◆ **Task to complete**
Please write out the records below exactly, every line from first to last, leaving the pictures out of your answer.

◆ **Records provided**
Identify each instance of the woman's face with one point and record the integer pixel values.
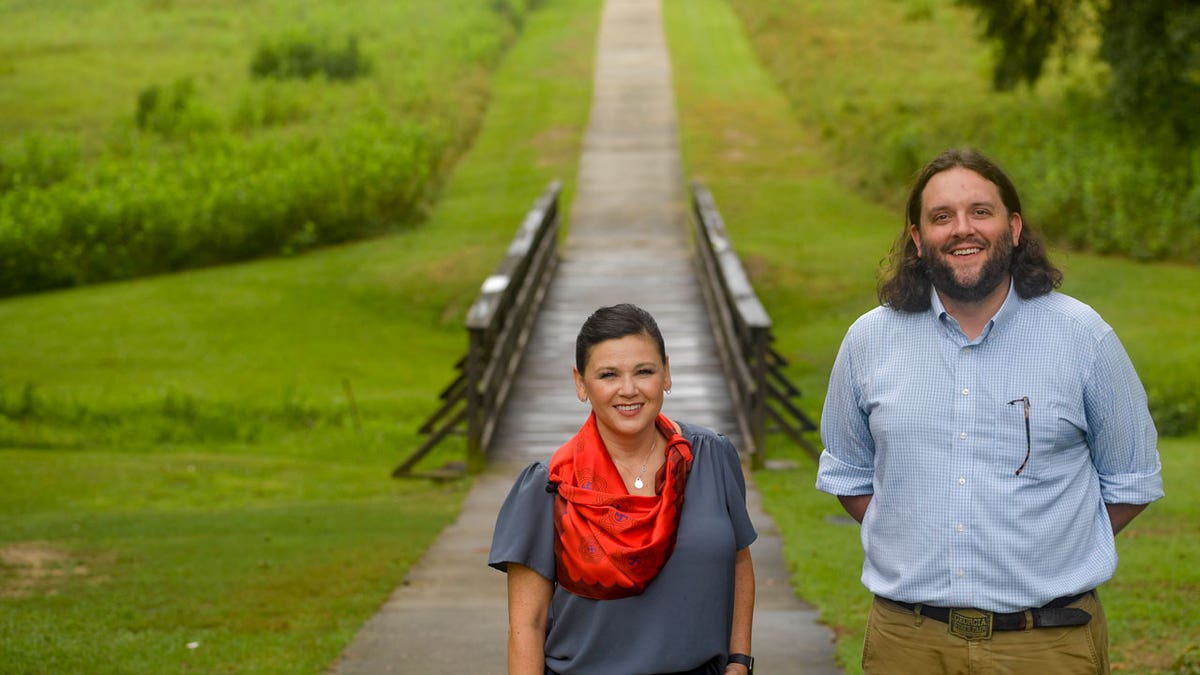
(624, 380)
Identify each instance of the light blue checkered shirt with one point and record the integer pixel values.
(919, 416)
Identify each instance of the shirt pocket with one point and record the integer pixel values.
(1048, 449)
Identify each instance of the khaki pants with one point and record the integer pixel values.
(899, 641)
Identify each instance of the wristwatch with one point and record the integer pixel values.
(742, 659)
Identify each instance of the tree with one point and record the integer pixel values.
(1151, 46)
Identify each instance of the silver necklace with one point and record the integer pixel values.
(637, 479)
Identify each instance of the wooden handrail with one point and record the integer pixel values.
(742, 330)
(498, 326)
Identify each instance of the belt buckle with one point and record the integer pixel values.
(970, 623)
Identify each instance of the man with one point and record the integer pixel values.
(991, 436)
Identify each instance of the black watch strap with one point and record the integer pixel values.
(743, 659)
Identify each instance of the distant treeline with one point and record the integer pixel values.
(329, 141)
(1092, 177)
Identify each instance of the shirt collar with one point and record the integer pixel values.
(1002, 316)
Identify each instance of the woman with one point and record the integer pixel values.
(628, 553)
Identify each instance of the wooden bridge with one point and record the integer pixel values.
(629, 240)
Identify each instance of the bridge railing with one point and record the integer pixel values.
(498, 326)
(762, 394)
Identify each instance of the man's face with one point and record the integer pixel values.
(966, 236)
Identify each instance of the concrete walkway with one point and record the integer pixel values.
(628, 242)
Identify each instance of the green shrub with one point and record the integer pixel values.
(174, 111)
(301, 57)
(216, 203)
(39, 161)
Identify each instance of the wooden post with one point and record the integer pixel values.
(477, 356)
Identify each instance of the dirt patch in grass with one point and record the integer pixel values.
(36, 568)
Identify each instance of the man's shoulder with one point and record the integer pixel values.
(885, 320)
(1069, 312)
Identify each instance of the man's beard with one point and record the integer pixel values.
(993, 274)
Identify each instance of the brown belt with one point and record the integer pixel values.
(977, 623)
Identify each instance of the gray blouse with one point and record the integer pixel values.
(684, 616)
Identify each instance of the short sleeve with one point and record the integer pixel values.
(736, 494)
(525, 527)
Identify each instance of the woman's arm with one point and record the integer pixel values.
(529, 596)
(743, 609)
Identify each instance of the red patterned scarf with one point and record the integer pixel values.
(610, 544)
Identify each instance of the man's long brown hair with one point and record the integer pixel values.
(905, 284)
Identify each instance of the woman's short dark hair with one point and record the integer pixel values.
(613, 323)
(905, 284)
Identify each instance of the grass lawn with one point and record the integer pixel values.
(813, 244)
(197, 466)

◆ **Written response**
Identify each instance of the woman's face with one point and record the integer pixel values.
(624, 380)
Identify each instance of the light blue checkered shirt with one point and record the integer pixel values.
(919, 416)
Identify each instance of the shirt pocket with one point and record the integer pixel values.
(1048, 449)
Identify each instance of the khaki pants with one point and record the integer pixel values.
(899, 641)
Identify each instance of the wristwatch with one point and record the integer pixel values.
(742, 659)
Identify each instance of the tree with one point and record the integer pixel values.
(1151, 46)
Identify each instance of the silver necklace with one point and record the integer pixel values.
(637, 479)
Identify each instance of the wooden handrail with one point and record the integer pixel values.
(742, 330)
(498, 326)
Identify each instance of the belt buckle with one point and record the integer pixel values.
(970, 623)
Identify each instance of the man with one point and record the integer pixel values.
(991, 436)
Identify each instance of the black watch strap with one point and record the integer pixel values.
(743, 659)
Identify each instance of the distant treeline with one point and record the integer pixel values.
(329, 141)
(1092, 177)
Identify each instance of the shirt collar with one point and record the integer pixel values.
(1002, 316)
Identify each instance of the woman with one point and record the integer pixel values.
(628, 553)
Identify each instance of the wooden bridge with one point and record the integer pixel values.
(629, 240)
Identify each instance of the bridge railing with one point and record the integer pixel values.
(498, 326)
(762, 394)
Identify each instance of the man's face with one point and record the integer pixel values.
(966, 236)
Identify each instance of the concrete walkway with one point and record the integer pixel values.
(628, 242)
Identify each instance of the green shrub with one point and record the integer pixel values.
(174, 111)
(301, 57)
(216, 203)
(39, 161)
Identify each instance of the wooden post with one point and record the integer pixel values.
(477, 356)
Identify each instance of the dirt patch in grass with one point and record the integer pixel values.
(36, 568)
Identify each instance of the man's shoulder with one point and record the integer pixel values.
(885, 320)
(1069, 312)
Identify each instance of the man's beard with one point and record the integer pixel values.
(993, 274)
Identify each instance of the brown belt with one point and record the integer pixel values.
(977, 623)
Identify each instance of the gray blouse with one point and record the integer pixel values.
(684, 616)
Identify each instance of the short sleeve with one point and record the integer pixel values.
(736, 494)
(525, 527)
Identify each instance of the woman's arm with one point and record the integer pixel values.
(529, 596)
(743, 609)
Identify each instance of the red patterned scarf with one point and record the integer pixel values.
(610, 544)
Identify each instance of the man's long brown hair with one point and record the integer pixel values.
(905, 284)
Identify each instance of the woman's short dark hair with one point and record the integer pixel values.
(613, 323)
(905, 284)
Identify each instance of the grass lawn with one point and record the integer pixel values.
(813, 244)
(197, 466)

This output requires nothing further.